--- Exercise prompt ---
Extract every line starting at the line that contains "Practice. Identify the fielder's navy" and ending with the final line of the data, inclusive; give only those lines, word for word.

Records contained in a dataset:
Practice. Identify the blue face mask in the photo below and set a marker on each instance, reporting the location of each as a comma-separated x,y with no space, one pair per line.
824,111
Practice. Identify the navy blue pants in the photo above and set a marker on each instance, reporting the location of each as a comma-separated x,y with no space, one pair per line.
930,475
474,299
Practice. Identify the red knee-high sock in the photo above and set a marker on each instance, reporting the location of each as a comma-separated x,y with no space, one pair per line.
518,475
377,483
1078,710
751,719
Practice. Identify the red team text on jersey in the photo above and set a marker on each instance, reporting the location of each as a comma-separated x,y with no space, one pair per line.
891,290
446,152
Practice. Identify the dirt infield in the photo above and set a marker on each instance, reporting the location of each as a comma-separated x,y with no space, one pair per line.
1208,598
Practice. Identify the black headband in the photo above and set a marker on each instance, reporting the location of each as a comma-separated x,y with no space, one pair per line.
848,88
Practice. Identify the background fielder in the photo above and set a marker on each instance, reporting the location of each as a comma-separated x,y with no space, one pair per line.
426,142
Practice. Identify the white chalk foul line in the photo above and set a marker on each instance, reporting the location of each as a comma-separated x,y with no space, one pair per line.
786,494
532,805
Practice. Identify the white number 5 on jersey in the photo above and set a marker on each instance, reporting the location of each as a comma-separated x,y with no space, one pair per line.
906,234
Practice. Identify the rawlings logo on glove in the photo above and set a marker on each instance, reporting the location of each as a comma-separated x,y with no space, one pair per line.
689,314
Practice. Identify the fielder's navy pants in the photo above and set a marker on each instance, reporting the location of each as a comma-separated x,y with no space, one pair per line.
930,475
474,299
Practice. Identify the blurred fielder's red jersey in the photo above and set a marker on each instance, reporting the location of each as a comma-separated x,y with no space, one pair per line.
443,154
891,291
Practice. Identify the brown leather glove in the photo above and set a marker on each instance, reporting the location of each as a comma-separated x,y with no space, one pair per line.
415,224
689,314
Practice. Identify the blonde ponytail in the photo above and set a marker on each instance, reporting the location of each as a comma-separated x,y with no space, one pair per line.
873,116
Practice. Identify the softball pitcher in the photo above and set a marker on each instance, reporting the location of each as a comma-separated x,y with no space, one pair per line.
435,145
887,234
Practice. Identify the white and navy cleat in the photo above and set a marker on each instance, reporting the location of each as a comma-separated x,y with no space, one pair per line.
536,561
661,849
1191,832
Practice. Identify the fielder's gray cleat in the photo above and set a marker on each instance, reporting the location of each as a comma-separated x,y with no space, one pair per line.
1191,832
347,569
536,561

--- Correct output ---
Practice. Identify the fielder's navy pants in the photo above and set a marker on each instance, reporting the location of each as a comma-separated x,y with no space, one pair per line.
930,475
474,299
Practice. Identify the blurred fielder's red jersey in the photo above and set a marker on each instance, reporting the location of each as a comma-separated x,y with no space, one pair per line.
443,154
891,291
Practice. Identify the brown leather glove in the photo above and set a marker on each instance, reporting the location of each as a comma-separated x,y with no space, one pair per line.
415,224
689,314
Practice. Identify the blonde ponytail in the photo above and set a marker on each instance, reporting the location of each as a comma-separated x,y with no space, one pair per line.
873,116
Practice. Identify the softball pitcher in the photo above and set a marker on each instance, reporting the location of each as a comma-separated x,y with no space, one pair per line.
435,145
887,234
Practice. Identify the white and navy cleat in the photo above and set a marker on each instance, reporting the location of each as a comma-separated x,y with no space, one pair per line.
536,561
661,849
1191,832
Practice. Identify the fielder's gray cleat in the photo above and set a marker on each instance, reporting the location of each as a comma-separated x,y with no space, one pair per line.
1191,832
347,569
536,561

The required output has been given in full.